Exercises to complete:
(a) In the section on filtering streamed messages, why does the server filter messages before streaming them to a client? Answer in one to three sentences.
(b) Extend the section on filtering streamed messages, picking up right after its last sentence.

Text to read:
>>

EBOOK – REDIS IN ACTION

This book covers the use of Redis, an in-memory database/data structure server.

open all | close all

8.5.3 Filtering streamed messages

So far we’ve built a server to serve the streamed messages; now it’s time to filter through
the messages for streaming. We filter the messages so that a client making a request
only sees the messages they’re interested in. Though our social network may not have
a lot of traffic, sites like Twitter, Facebook, or even Google+ will see tens to hundreds of
thousands of events every second. And for both third parties and ourselves, the cost of bandwidth to send all of that information can be quite high, so only sending messages
that match up is important.

In this section, we’ll write functions and classes that will filter posted messages to
be streamed to clients. These filters will plug into the streaming web server we wrote
in section 8.5.2. As I mentioned at the beginning of section 8.5, we’ll support random
sampling of all messages and access to the full firehose, as well as filtering for specific
users, words, and the location of messages.

<<

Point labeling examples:
>>

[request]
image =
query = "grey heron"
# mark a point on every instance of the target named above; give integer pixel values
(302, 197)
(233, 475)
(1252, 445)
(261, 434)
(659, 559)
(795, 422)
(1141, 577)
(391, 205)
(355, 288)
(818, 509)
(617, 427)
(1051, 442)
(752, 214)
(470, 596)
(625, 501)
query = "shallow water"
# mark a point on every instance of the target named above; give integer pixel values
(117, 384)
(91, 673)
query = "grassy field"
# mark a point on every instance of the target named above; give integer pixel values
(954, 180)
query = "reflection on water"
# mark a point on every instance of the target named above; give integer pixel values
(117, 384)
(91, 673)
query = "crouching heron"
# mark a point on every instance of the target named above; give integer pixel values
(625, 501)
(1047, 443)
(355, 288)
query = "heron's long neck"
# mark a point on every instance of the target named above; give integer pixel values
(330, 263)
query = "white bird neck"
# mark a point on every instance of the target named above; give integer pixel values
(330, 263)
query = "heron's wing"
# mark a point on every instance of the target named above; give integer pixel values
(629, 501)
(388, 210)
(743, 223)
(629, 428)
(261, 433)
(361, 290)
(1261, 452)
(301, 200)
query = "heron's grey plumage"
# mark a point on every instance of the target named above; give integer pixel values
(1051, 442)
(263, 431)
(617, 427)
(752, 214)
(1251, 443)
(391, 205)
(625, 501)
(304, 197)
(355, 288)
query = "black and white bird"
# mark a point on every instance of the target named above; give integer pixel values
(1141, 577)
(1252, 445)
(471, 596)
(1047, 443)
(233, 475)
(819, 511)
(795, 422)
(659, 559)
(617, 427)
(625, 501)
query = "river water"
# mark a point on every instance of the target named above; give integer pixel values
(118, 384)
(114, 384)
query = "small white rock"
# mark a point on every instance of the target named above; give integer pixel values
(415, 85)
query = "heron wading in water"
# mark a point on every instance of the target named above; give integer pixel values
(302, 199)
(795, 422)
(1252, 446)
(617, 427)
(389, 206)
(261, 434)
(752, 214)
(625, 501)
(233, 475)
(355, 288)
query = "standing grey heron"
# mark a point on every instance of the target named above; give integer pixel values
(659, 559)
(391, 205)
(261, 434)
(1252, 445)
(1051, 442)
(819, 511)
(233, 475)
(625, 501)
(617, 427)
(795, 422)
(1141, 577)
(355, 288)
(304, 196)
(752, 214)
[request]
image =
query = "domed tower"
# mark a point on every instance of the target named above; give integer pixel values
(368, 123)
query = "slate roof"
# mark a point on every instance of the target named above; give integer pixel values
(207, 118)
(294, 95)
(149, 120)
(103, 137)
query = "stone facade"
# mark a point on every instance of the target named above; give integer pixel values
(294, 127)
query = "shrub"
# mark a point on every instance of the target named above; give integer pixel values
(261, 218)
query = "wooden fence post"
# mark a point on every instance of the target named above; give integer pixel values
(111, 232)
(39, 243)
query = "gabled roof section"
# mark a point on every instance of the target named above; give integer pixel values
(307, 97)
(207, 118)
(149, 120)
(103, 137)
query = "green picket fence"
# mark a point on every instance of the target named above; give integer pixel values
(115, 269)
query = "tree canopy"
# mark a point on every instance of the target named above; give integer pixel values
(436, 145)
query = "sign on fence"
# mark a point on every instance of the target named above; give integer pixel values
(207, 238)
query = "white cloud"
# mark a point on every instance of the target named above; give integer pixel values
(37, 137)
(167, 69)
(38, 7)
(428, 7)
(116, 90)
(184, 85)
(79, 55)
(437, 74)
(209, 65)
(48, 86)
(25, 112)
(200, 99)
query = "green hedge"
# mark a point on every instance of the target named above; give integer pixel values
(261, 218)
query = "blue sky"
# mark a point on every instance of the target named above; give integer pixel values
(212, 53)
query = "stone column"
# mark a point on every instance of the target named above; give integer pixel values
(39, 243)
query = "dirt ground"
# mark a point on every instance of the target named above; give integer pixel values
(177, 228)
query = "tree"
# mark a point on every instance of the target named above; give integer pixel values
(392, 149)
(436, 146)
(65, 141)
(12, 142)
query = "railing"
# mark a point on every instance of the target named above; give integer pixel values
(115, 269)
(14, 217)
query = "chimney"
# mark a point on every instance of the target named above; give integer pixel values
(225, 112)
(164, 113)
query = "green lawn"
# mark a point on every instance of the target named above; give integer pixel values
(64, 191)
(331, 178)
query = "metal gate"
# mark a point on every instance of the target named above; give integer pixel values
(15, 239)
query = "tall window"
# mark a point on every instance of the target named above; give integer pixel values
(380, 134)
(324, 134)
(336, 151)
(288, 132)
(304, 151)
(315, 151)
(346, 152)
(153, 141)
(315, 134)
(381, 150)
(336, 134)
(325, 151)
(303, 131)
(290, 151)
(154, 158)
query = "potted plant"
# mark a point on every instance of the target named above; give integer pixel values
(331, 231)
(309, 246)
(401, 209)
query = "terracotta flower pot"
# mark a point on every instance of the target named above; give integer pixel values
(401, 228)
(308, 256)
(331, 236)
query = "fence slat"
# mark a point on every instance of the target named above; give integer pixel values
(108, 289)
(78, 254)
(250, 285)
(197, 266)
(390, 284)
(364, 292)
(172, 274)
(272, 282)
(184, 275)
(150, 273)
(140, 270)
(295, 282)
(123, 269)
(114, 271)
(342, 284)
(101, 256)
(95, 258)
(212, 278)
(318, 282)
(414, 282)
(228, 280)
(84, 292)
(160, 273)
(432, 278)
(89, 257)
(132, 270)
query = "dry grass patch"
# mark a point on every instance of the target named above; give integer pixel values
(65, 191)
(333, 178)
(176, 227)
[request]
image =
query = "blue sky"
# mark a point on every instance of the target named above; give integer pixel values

<<

Results for each task:
(a) Filtering means a client making a request sees only the messages it's interested in. Big sites like Twitter, Facebook, or Google+ see tens to hundreds of thousands of events every second, and the bandwidth cost of sending all of that to third parties and to the site itself can be quite high. So sending only the matching messages matters.

(b)
As mentioned way back in chapter 3, we’ll use Redis PUBLISH and SUBSCRIBE to implement at least part of the streaming functionality. More specifically, when users post messages, we’ll PUBLISH the posted message information to a channel in Redis.
Our filters will SUBSCRIBE to that same channel, receive the message, and yield messages that match the filters back to the web server for sending to the client.

UPDATING STATUS MESSAGE POSTING AND DELETION

Before we get ahead of ourselves, let’s first update our message posting function from
section 8.1.2 and message deletion function from section 8.4 to start producing messages
to filter. We’ll start with posting in the next listing, which shows that we’ve added
a line to our function that sends messages out to be filtered.

Listing 8.13Updated create_status() from listing 8.2 to support streaming filters
def create_status(conn, uid, message, **data):
   pipeline = conn.pipeline(True)
   pipeline.hget('user:%s'%uid, 'login')
   pipeline.incr('status:id:')
   login, id = pipeline.execute()

   if not login:
      return None

   data.update({
      'message': message,
      'posted': time.time(),
      'id': id,
      'uid': uid,
      'login': login,
   })
   pipeline.hmset('status:%s'%id, data)
   pipeline.hincrby('user:%s'%uid, 'posts')
   pipeline.publish('streaming:status:', json.dumps(data))

The added line to send a message to streaming filters

   pipeline.execute()
   return id

All it took was one more line to add streaming support on the posting side. But what about
deletion? The update to status message deletion is shown in the following listing.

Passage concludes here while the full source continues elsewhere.